What you will do –
Reproduce the entries verbatim from their first line through the line containing "x=138 y=135", including both ends. Omit the pictures from your answer.

Dataset rows –
-*-*-

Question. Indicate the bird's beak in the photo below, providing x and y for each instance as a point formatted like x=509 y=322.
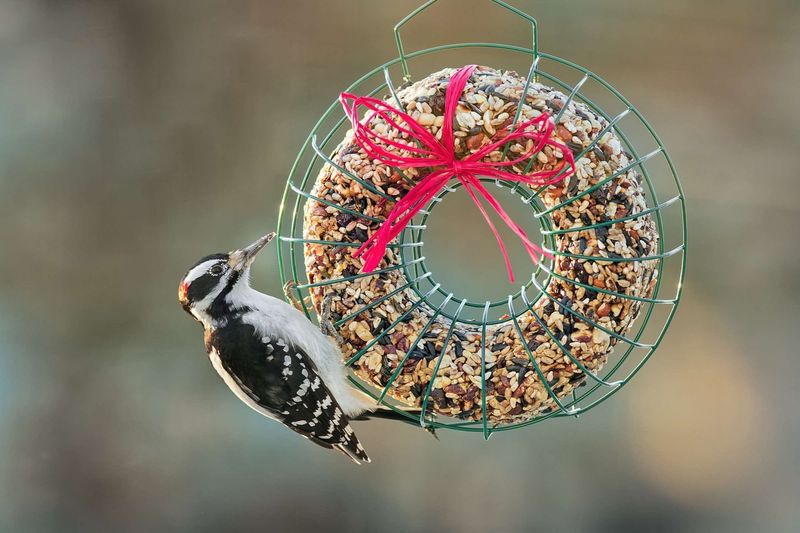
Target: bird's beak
x=241 y=259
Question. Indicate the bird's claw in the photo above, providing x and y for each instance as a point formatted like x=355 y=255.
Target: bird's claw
x=290 y=292
x=325 y=322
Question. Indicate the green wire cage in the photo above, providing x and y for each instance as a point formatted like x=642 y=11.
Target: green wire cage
x=665 y=204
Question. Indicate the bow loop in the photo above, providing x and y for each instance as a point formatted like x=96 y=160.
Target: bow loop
x=412 y=145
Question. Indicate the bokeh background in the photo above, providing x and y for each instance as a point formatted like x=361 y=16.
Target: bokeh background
x=138 y=135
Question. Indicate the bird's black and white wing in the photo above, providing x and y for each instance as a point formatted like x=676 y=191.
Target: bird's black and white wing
x=279 y=380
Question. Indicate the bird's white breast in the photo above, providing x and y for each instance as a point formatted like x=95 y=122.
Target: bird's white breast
x=235 y=385
x=274 y=317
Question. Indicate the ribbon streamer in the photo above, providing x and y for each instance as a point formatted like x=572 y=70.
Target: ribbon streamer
x=426 y=151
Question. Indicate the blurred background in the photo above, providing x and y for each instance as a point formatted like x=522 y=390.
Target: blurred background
x=139 y=135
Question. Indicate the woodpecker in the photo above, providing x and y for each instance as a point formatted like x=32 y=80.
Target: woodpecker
x=270 y=355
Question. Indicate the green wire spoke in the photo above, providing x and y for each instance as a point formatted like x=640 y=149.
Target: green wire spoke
x=364 y=183
x=614 y=175
x=384 y=333
x=413 y=347
x=377 y=302
x=596 y=139
x=584 y=318
x=354 y=277
x=604 y=259
x=523 y=100
x=334 y=205
x=610 y=293
x=445 y=345
x=484 y=416
x=536 y=368
x=564 y=350
x=613 y=221
x=290 y=221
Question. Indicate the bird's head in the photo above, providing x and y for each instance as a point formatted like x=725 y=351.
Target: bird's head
x=205 y=286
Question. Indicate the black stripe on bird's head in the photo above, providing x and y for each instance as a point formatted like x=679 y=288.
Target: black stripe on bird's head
x=211 y=278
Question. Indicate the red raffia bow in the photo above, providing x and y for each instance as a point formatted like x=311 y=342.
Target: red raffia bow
x=428 y=152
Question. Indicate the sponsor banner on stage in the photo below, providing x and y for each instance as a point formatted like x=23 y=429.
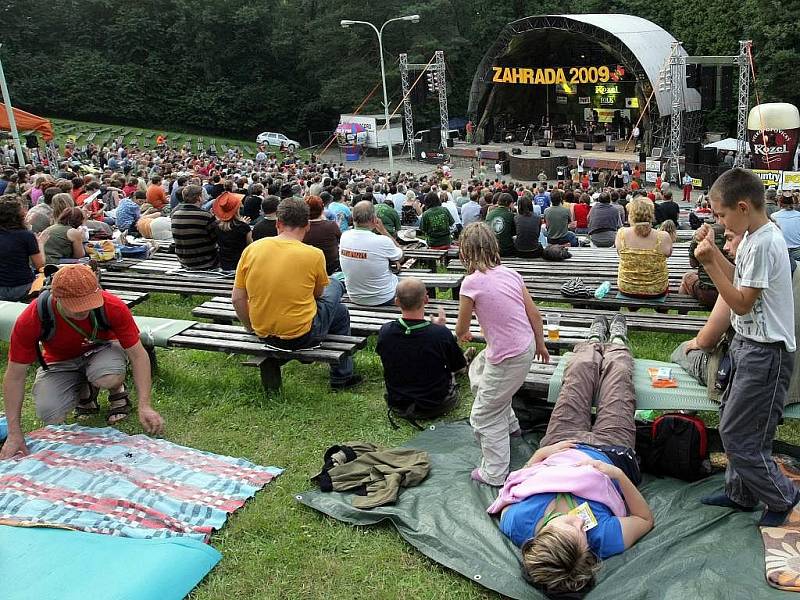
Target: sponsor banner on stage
x=772 y=130
x=557 y=75
x=769 y=177
x=791 y=180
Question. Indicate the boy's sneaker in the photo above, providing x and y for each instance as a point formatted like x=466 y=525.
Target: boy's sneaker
x=598 y=330
x=618 y=328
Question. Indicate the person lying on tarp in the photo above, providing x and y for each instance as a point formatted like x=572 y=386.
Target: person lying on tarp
x=575 y=502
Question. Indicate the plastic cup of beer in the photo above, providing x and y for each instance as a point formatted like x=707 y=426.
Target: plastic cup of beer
x=553 y=320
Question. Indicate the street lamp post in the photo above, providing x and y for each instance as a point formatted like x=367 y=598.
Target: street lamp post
x=379 y=32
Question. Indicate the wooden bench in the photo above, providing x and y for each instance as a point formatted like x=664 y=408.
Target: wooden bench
x=551 y=292
x=427 y=256
x=233 y=339
x=155 y=275
x=564 y=270
x=573 y=329
x=366 y=321
x=130 y=298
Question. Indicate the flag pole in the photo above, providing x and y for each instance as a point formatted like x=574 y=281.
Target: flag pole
x=10 y=111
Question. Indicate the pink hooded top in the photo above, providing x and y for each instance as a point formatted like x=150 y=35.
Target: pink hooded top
x=558 y=473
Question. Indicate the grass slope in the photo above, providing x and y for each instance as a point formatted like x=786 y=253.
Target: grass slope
x=275 y=547
x=80 y=131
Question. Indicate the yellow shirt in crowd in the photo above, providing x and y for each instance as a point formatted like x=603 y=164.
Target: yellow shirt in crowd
x=282 y=278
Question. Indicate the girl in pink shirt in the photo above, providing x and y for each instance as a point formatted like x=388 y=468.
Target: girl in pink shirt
x=512 y=326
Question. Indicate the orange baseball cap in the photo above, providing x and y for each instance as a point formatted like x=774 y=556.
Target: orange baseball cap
x=226 y=206
x=76 y=288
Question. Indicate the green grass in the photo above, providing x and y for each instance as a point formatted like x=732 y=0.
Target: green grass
x=275 y=547
x=79 y=131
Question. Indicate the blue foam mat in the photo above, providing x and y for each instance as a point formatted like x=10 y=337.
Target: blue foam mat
x=38 y=562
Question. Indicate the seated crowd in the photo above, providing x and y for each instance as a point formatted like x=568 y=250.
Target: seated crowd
x=299 y=236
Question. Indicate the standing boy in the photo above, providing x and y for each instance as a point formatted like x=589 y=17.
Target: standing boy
x=762 y=351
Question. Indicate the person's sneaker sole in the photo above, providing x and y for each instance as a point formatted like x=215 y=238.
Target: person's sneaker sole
x=352 y=382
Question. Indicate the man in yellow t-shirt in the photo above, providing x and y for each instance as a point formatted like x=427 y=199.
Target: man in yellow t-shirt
x=282 y=292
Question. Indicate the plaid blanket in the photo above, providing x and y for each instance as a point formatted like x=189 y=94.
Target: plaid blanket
x=105 y=481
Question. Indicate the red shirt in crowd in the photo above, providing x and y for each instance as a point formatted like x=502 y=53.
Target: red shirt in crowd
x=67 y=343
x=581 y=212
x=156 y=196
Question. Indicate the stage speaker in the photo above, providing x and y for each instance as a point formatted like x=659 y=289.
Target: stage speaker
x=693 y=76
x=708 y=156
x=727 y=89
x=708 y=86
x=693 y=152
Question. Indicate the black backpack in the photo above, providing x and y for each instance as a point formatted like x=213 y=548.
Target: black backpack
x=677 y=446
x=47 y=319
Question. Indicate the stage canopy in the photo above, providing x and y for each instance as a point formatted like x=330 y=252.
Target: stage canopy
x=627 y=51
x=26 y=122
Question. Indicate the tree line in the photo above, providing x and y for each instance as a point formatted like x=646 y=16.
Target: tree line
x=238 y=67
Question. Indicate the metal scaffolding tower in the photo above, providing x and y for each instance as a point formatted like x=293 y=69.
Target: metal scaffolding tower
x=441 y=79
x=676 y=82
x=743 y=61
x=409 y=116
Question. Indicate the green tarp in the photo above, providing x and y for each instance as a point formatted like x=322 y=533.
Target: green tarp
x=694 y=551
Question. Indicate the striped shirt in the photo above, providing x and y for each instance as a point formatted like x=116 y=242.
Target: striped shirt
x=195 y=233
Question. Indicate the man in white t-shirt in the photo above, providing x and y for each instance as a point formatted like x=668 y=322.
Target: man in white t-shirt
x=365 y=258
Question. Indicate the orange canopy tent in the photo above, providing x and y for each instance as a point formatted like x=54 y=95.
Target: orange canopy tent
x=26 y=122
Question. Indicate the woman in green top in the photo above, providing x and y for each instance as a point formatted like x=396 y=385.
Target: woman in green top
x=65 y=239
x=435 y=223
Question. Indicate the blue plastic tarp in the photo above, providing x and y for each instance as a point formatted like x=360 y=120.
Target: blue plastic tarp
x=38 y=562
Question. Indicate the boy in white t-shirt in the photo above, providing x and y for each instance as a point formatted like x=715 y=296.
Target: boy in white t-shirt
x=366 y=257
x=762 y=351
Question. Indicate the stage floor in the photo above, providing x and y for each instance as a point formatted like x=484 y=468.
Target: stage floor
x=590 y=156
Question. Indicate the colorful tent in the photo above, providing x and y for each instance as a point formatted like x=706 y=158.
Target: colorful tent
x=26 y=122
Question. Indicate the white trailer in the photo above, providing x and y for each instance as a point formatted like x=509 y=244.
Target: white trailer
x=377 y=135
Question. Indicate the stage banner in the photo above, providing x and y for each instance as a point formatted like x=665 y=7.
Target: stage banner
x=791 y=180
x=772 y=130
x=769 y=177
x=558 y=75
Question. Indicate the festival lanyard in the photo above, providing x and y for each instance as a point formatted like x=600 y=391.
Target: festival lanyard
x=410 y=328
x=554 y=513
x=92 y=338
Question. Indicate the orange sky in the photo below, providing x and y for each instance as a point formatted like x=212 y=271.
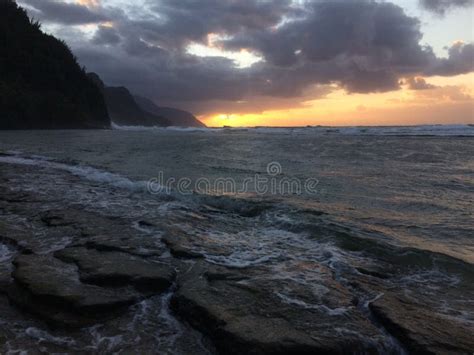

-*-*-

Output below –
Question. Indicate the bird's beak in the photo below, providing x and y for each instance as a point formatted like x=509 y=322.
Target: bird's beak
x=241 y=259
Question. Indicate the bird's claw in the photo above, providing x and y for each instance as a point formatted like x=355 y=255.
Target: bird's claw
x=290 y=292
x=325 y=322
Question. Indicate the green wire cage in the photo above, providing x and y for each instance as a point formatted like x=642 y=11.
Target: green wire cage
x=665 y=204
Question. Indicate the bow loop in the photo above, providing x and y for each instance as a point formatted like x=96 y=160.
Target: bow loop
x=412 y=145
Question. Indicate the bokeh background in the photo above, providing x and y for each instance as a point formatted like x=361 y=16.
Target: bokeh background
x=138 y=135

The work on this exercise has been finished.